*TASK GOAL:* From the line that holds "Please tag the runway" to the last line of the data, copy everything exactly; leave out all the rest.

*THE INPUT:*

──────

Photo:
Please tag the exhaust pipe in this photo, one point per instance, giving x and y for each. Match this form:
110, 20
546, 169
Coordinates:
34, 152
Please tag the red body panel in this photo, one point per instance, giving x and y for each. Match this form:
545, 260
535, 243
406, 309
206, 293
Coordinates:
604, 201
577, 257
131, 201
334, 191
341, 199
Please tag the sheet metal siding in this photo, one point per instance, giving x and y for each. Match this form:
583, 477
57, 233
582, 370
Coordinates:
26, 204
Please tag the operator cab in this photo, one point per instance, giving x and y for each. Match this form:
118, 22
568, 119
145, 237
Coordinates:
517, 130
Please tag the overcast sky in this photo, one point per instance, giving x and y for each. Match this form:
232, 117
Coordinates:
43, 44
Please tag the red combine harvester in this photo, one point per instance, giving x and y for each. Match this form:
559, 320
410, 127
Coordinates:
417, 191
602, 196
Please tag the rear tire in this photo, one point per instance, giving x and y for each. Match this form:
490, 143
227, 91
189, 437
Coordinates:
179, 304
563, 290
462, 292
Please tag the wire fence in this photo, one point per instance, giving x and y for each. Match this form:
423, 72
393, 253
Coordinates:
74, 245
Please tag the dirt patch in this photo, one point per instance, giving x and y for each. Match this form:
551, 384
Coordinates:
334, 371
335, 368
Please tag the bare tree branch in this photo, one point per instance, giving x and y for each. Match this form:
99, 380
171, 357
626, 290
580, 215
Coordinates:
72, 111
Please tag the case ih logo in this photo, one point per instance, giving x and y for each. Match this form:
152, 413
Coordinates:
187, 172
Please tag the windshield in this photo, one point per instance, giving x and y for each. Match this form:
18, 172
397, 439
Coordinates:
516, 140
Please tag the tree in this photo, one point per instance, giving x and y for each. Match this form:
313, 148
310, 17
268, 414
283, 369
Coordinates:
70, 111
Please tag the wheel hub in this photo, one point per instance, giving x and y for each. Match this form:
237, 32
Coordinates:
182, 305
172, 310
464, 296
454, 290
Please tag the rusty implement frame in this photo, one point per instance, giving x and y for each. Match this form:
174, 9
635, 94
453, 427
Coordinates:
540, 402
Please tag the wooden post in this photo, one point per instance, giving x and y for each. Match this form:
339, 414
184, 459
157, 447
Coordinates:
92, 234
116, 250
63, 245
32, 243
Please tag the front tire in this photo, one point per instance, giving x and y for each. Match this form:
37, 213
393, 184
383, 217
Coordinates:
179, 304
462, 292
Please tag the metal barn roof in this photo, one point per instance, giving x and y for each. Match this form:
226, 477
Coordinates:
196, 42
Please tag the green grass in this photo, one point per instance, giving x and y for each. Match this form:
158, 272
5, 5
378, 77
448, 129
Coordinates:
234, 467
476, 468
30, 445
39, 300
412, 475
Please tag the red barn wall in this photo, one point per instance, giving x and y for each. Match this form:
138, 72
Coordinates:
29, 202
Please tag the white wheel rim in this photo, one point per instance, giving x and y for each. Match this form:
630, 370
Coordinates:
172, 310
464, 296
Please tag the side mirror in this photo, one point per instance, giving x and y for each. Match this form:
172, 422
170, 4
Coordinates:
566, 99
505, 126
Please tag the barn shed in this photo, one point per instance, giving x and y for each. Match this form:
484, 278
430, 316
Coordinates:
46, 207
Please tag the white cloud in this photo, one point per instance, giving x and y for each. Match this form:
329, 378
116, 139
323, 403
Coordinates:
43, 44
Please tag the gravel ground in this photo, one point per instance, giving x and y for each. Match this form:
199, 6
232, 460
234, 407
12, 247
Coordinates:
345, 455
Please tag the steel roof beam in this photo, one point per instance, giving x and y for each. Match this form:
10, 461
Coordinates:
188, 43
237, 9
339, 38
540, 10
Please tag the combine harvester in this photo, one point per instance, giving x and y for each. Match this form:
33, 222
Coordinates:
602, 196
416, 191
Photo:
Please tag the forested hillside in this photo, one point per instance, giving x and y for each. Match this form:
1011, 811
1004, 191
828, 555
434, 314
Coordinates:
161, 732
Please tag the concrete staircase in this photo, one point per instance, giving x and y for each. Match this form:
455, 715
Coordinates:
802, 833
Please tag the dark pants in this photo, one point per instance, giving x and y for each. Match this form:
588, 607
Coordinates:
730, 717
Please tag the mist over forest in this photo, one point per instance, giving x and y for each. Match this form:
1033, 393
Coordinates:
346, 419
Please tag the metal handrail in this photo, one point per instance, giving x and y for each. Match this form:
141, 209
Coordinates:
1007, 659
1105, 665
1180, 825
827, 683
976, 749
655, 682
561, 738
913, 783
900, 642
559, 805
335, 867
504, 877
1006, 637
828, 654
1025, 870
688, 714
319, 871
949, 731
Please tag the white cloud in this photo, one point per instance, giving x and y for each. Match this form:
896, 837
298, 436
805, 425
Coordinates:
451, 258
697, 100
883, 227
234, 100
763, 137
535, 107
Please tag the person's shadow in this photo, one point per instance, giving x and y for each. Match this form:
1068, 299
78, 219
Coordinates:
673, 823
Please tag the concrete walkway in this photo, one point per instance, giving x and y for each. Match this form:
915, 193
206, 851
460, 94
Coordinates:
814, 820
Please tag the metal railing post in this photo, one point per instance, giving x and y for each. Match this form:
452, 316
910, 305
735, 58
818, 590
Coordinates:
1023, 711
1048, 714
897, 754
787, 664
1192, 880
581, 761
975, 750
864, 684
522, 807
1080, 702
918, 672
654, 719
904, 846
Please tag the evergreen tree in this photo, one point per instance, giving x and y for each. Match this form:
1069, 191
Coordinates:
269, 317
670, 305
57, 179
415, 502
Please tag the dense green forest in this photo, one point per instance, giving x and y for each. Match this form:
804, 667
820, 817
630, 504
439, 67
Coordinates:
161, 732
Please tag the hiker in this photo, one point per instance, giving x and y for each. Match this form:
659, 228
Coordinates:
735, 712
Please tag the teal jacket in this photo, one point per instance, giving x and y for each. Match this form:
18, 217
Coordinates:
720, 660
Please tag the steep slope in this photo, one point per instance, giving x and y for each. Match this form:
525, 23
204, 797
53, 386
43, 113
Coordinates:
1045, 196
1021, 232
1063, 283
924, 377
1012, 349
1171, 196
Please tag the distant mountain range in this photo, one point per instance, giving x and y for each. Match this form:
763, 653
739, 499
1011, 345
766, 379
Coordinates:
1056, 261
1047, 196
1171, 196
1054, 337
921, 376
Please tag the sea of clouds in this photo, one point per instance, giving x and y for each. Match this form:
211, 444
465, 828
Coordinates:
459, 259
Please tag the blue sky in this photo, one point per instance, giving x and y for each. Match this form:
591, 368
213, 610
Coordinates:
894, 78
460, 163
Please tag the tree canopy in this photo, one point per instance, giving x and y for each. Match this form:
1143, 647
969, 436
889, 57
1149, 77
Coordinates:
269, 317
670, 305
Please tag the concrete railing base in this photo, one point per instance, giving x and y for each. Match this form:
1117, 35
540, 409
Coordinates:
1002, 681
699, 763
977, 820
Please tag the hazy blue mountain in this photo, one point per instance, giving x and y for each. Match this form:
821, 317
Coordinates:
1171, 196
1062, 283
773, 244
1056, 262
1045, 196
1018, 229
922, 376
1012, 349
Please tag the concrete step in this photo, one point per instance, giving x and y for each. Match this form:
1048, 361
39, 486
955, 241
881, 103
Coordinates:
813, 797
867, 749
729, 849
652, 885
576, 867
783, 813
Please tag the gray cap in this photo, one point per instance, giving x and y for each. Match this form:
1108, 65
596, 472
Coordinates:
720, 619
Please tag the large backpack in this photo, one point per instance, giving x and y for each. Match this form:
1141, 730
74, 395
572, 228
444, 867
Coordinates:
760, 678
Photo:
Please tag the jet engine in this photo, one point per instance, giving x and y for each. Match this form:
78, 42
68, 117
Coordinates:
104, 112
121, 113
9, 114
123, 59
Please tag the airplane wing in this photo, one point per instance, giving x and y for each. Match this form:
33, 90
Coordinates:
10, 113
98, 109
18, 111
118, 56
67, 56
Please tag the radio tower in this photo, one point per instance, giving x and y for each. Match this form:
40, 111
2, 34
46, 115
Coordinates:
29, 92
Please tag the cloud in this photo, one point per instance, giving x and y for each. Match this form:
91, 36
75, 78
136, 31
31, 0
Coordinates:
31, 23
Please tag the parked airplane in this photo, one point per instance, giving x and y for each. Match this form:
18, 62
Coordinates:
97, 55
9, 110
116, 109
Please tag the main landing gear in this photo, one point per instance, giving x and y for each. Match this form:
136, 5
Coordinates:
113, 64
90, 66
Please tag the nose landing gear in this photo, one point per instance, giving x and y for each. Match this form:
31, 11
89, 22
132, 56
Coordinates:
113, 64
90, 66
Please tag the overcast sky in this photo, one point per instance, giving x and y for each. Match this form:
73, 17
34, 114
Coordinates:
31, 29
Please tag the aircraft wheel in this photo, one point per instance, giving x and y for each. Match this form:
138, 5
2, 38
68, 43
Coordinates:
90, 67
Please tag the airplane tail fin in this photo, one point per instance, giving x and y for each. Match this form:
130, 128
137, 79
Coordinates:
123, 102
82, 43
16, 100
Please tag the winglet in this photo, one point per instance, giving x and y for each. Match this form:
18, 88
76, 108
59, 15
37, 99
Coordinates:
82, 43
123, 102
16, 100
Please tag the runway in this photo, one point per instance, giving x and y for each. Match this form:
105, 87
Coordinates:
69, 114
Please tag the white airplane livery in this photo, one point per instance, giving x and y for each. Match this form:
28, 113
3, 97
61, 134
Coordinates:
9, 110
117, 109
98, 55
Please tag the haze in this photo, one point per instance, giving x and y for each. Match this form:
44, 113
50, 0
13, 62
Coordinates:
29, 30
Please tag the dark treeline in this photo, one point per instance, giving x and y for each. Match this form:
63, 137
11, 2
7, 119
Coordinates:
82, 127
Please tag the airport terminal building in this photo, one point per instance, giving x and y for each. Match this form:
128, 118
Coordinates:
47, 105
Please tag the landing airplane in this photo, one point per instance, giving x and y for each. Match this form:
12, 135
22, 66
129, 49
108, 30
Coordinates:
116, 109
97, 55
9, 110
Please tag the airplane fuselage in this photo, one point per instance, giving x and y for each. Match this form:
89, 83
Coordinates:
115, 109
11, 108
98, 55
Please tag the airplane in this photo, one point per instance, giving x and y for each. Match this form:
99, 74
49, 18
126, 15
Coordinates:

──────

*RESPONSE:*
Please tag the runway in this photo, one point per instance, giving x and y for each. Match this form:
105, 87
Coordinates:
69, 114
Please tag the white airplane livery in this photo, one point per instance, giving x and y for each. Match this form:
28, 113
3, 97
61, 134
Coordinates:
9, 110
117, 109
98, 55
Please tag the haze in this photo, one point per instance, giving x and y for each. Match this form:
44, 113
50, 0
13, 62
Coordinates:
29, 30
Please tag the dark treeline in this photo, one point per instance, giving x and y for each. Match this form:
63, 137
11, 2
7, 119
Coordinates:
82, 127
Please tag the airport terminal building in this photo, one point per instance, giving x and y for each. Match this form:
128, 118
Coordinates:
47, 105
Please tag the landing airplane in this photo, one point per instance, giving x and y for each. Match this form:
12, 135
22, 66
129, 49
108, 30
Coordinates:
116, 109
97, 55
9, 110
Please tag the airplane fuselage in this photo, one point per instance, giving x and y for each. Match this form:
89, 83
Coordinates:
115, 109
11, 108
98, 55
Please tag the airplane in this photo, one point per instance, giving x and y for each. Match this form:
99, 74
49, 18
126, 15
Coordinates:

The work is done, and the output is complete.